» Materials provided:
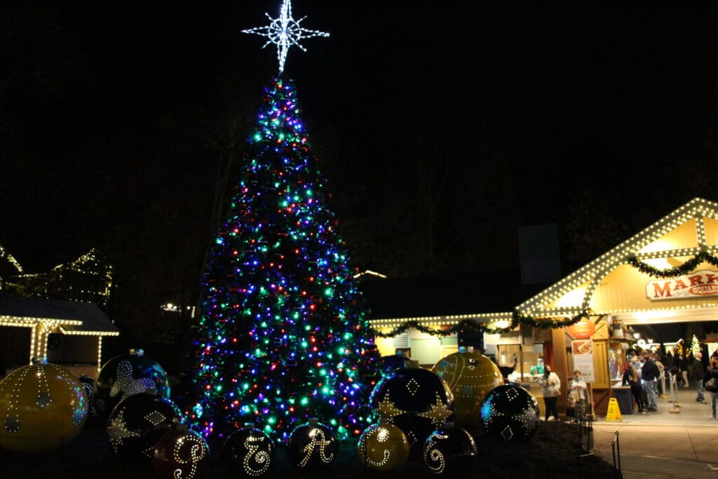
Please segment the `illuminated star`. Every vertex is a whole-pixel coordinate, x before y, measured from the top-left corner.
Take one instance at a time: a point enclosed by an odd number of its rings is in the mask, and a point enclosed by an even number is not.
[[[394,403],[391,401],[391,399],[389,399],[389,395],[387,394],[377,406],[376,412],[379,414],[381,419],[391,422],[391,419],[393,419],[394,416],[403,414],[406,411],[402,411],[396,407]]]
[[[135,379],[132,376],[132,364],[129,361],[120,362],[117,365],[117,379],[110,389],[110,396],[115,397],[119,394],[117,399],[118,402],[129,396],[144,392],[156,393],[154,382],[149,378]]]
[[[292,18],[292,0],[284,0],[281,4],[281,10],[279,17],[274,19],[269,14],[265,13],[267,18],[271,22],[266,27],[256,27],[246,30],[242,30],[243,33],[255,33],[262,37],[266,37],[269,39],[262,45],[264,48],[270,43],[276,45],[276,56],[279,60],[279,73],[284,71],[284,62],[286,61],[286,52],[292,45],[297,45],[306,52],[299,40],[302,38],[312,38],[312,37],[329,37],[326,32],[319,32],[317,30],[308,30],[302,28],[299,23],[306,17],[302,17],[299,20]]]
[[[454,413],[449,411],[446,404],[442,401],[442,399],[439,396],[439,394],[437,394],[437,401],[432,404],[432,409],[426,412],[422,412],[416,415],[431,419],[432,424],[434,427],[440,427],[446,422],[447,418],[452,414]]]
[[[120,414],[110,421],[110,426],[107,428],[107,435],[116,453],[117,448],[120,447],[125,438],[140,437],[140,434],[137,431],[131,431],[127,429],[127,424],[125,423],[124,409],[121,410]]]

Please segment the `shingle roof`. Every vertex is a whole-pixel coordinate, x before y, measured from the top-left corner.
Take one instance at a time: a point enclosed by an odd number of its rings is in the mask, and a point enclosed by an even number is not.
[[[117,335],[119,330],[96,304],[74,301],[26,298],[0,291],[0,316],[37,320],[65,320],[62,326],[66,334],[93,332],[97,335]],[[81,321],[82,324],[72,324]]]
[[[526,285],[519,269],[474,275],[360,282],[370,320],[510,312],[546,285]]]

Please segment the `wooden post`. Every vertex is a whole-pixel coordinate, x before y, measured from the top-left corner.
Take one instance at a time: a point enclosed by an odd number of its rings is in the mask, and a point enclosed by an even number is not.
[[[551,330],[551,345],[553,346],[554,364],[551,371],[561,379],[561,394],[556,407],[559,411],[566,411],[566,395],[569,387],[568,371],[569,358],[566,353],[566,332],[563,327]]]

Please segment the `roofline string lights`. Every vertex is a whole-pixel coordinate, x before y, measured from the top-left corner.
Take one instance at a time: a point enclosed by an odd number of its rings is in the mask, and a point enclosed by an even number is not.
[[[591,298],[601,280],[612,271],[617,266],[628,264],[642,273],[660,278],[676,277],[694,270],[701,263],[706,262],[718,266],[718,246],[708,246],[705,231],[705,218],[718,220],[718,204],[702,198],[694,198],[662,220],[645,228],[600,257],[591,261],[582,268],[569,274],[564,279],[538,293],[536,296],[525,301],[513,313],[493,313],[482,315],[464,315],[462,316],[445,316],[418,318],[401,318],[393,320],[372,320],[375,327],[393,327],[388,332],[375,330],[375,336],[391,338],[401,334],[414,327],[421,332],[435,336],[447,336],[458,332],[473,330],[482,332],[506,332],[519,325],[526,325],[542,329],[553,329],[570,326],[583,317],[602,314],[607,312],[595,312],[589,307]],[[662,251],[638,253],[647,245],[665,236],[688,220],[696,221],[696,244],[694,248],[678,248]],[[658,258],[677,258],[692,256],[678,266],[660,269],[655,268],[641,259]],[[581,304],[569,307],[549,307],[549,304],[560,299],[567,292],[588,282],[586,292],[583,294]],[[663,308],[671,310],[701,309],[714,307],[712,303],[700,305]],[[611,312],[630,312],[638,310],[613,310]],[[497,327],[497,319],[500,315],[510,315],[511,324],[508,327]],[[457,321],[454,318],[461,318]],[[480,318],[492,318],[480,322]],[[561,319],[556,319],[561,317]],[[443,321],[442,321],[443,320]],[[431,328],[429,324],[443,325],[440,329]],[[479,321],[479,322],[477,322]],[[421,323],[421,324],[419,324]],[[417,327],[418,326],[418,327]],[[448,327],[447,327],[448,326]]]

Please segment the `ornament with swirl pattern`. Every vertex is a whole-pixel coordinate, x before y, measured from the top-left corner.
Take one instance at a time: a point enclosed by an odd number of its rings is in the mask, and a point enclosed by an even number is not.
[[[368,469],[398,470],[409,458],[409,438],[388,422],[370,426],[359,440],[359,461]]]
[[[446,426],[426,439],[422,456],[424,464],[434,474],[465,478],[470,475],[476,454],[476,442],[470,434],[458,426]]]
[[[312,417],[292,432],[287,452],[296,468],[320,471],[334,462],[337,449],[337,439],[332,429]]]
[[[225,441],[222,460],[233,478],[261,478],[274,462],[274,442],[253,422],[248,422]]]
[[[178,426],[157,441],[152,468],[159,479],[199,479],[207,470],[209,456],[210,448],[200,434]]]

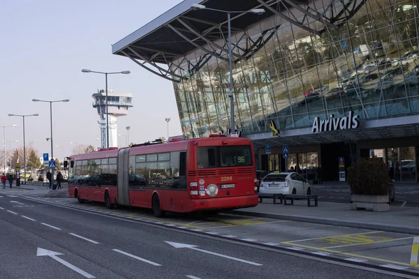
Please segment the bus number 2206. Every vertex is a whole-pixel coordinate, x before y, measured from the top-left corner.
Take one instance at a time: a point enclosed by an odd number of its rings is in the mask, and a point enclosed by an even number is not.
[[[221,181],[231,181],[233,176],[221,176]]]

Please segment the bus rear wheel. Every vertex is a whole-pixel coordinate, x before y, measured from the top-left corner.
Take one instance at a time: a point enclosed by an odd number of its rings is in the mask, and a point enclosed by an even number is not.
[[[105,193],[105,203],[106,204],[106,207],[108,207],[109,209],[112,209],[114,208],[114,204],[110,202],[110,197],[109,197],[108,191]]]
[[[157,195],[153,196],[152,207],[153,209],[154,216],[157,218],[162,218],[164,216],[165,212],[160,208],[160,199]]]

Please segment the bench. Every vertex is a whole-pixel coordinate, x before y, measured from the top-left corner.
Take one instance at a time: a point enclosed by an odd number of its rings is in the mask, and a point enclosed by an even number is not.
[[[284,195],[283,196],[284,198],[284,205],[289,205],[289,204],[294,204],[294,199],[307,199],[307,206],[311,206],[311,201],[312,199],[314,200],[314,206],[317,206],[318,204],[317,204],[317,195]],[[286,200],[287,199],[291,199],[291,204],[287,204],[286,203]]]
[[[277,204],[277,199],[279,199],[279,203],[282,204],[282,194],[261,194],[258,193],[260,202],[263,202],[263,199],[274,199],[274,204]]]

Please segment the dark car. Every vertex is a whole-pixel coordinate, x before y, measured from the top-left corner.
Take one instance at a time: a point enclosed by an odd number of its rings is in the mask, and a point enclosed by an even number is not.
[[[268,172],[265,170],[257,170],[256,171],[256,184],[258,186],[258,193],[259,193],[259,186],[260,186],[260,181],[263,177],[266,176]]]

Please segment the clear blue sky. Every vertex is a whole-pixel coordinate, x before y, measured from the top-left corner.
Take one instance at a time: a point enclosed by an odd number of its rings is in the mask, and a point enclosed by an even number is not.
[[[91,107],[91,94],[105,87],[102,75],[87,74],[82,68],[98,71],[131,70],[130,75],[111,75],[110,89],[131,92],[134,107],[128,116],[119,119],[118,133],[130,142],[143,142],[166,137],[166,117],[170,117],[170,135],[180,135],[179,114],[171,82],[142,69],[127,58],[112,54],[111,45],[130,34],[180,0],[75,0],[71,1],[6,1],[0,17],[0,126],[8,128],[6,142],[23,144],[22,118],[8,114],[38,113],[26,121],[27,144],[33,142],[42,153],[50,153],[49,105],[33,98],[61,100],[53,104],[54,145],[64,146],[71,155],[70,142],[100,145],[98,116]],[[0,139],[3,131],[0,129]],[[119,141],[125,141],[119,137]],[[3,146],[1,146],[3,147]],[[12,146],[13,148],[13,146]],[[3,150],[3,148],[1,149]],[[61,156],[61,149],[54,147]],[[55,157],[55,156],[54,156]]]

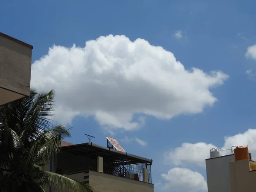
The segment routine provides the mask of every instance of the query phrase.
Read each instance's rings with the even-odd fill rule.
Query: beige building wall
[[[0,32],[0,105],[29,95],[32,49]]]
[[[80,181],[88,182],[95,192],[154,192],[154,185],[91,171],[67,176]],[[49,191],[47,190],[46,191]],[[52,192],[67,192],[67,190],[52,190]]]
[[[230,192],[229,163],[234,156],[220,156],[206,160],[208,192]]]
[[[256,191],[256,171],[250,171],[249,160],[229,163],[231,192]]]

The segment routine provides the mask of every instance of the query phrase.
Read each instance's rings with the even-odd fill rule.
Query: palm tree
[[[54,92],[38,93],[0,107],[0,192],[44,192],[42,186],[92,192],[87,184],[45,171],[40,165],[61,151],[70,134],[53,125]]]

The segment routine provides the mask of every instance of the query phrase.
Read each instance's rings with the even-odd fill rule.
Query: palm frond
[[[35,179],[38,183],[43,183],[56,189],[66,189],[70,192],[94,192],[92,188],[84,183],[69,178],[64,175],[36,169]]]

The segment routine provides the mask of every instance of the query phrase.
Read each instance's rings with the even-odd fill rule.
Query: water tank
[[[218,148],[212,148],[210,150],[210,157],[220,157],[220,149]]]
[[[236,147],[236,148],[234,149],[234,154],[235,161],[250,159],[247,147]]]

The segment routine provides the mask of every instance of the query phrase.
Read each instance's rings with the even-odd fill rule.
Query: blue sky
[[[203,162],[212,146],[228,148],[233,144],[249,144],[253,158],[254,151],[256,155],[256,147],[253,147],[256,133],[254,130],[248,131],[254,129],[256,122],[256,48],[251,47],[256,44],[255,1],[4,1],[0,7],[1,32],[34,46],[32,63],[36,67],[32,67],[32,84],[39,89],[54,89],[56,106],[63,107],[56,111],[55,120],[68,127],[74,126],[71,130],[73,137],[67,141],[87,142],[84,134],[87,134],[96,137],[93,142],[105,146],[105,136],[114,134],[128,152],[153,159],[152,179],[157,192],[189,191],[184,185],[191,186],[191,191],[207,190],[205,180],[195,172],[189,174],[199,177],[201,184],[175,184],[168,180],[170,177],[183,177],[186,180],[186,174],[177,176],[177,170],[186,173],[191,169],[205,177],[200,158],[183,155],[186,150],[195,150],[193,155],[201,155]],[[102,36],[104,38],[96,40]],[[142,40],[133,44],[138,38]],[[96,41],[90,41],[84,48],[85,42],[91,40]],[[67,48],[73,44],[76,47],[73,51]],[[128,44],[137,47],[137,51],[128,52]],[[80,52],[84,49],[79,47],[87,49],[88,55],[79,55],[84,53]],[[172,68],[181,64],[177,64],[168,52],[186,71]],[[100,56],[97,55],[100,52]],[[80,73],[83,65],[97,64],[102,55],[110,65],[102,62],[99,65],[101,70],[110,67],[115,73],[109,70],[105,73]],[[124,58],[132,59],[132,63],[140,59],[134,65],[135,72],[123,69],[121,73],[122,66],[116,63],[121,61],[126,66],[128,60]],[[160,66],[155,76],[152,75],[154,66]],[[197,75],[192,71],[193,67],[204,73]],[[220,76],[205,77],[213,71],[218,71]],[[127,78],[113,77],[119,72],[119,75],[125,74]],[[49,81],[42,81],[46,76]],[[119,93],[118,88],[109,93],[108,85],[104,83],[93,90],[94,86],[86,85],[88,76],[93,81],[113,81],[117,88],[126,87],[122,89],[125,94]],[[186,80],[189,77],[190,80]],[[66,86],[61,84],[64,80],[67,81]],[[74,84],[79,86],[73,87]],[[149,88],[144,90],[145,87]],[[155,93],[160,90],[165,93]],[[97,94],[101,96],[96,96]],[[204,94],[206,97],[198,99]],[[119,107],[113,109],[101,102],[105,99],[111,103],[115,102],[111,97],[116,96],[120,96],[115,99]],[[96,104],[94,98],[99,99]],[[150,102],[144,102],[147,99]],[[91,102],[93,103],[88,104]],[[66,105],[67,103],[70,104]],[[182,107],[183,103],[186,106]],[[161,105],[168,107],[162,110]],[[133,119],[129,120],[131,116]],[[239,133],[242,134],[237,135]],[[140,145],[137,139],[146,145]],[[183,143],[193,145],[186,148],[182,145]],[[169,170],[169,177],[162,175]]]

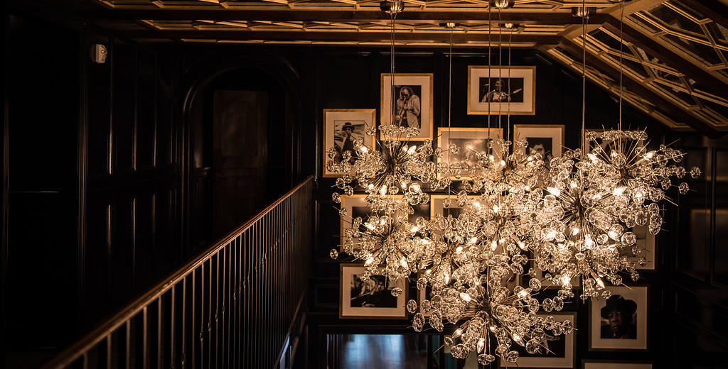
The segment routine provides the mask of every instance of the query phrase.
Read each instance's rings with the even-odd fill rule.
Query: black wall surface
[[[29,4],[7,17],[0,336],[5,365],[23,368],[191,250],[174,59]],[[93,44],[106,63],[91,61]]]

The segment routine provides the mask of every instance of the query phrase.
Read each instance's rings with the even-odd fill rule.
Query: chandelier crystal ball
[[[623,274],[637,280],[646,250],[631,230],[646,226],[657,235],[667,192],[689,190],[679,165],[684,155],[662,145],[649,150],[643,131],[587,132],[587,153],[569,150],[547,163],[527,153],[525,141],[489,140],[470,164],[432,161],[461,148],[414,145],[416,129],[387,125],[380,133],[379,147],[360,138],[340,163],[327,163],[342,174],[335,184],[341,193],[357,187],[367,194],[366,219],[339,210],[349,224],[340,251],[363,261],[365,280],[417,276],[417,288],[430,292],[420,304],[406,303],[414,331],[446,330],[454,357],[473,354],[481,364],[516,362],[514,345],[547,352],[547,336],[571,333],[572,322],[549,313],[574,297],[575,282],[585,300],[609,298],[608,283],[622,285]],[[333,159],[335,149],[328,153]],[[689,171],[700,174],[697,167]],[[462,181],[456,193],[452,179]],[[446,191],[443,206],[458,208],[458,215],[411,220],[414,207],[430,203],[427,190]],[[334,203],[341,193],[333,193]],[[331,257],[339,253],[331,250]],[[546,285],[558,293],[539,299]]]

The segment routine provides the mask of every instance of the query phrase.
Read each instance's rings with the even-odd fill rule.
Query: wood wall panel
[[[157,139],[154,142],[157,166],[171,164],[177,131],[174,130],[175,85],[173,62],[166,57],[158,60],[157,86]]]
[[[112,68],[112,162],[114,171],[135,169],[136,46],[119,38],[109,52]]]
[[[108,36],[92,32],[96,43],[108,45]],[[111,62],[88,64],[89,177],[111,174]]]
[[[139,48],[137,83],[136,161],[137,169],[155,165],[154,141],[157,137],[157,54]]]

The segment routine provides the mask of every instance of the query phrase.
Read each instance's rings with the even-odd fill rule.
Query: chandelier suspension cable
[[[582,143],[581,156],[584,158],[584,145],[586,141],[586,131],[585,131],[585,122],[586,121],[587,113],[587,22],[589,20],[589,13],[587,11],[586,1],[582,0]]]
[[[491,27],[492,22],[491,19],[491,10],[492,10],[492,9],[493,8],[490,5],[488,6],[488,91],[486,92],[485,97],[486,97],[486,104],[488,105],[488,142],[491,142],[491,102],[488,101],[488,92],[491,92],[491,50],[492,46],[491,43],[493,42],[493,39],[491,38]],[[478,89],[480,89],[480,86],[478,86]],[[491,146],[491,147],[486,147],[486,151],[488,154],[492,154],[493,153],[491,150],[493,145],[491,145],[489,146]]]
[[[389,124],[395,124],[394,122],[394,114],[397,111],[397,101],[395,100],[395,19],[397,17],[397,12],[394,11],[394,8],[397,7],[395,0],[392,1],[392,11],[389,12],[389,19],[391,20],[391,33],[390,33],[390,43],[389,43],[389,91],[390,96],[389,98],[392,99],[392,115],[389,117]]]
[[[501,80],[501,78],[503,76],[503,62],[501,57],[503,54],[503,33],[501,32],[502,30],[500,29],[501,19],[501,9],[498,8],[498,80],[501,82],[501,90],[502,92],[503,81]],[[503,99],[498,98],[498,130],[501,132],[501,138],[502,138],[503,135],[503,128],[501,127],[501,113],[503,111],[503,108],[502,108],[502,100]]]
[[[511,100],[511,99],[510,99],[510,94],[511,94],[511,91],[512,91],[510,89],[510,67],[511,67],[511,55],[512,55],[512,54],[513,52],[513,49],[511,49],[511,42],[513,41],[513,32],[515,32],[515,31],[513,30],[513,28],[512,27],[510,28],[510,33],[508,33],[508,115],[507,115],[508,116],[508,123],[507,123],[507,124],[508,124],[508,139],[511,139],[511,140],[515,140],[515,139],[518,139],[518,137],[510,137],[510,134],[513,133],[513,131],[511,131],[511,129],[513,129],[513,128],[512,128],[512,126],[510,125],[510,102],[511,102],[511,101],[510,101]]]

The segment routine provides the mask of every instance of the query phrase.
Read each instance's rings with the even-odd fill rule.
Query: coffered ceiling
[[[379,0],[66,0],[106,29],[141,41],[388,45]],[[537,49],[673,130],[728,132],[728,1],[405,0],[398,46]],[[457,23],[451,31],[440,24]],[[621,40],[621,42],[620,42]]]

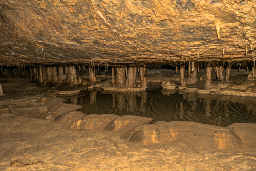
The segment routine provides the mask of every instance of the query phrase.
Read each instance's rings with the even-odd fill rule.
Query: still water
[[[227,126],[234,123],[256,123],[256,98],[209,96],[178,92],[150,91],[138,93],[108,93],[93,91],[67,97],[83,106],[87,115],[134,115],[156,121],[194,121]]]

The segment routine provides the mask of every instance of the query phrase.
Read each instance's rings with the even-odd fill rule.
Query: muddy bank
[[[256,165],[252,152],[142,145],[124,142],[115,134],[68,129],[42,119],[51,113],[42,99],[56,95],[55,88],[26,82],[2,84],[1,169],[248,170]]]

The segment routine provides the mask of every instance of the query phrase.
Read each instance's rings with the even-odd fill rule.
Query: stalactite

» Exercise: Pull out every line of the items that contains the word "wall", matching case exactly.

» The output:
Query: beige building wall
Query: black wall surface
Query: wood wall panel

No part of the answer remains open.